*WORK TO COMPLETE*: Take every line from the entries below that includes the word "barbed" and copy it.

*INPUT DATA*:
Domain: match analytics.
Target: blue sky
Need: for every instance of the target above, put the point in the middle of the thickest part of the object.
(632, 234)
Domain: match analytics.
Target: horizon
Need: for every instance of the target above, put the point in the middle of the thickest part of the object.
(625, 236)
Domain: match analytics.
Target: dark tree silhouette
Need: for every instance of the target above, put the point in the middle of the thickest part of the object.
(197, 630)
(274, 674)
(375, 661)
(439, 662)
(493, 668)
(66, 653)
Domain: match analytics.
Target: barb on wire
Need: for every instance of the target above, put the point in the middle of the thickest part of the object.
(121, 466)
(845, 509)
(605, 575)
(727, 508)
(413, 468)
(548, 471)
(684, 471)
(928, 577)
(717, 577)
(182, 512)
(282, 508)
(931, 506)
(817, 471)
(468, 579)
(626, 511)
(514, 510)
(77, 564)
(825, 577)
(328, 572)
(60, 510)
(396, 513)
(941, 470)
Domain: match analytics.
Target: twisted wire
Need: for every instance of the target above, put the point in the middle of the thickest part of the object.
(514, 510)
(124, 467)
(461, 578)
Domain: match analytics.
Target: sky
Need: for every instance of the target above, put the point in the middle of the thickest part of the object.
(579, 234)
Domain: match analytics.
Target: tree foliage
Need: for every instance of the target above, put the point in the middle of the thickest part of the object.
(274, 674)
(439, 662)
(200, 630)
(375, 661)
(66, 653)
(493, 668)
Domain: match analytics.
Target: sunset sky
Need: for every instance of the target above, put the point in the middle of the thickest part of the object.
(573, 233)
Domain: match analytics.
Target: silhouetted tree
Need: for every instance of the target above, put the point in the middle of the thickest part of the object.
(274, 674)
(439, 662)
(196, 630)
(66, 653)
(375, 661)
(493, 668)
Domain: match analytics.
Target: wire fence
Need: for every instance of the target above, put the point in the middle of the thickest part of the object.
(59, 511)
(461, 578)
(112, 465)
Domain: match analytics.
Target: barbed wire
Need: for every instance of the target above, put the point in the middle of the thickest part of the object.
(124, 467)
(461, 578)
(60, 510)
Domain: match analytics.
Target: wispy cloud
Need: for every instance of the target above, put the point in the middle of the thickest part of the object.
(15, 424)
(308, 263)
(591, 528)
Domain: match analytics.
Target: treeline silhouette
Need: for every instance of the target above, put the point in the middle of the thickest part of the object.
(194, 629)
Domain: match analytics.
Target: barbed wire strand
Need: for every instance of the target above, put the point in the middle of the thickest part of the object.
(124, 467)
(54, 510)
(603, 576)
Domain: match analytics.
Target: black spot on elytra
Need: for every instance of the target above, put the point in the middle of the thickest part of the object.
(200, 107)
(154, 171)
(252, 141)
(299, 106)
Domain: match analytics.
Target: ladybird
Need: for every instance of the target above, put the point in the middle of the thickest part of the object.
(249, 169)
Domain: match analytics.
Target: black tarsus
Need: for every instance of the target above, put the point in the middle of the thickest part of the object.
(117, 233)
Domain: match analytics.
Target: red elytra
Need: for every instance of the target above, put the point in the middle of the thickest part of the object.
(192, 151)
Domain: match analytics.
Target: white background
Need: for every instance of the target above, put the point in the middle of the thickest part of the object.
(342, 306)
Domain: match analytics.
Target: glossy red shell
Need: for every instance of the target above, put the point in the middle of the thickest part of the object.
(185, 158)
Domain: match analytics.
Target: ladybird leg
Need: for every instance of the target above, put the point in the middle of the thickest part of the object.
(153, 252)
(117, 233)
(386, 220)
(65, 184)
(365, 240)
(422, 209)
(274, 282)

*REPLY*:
Target: barbed wire
Target: barbed wire strand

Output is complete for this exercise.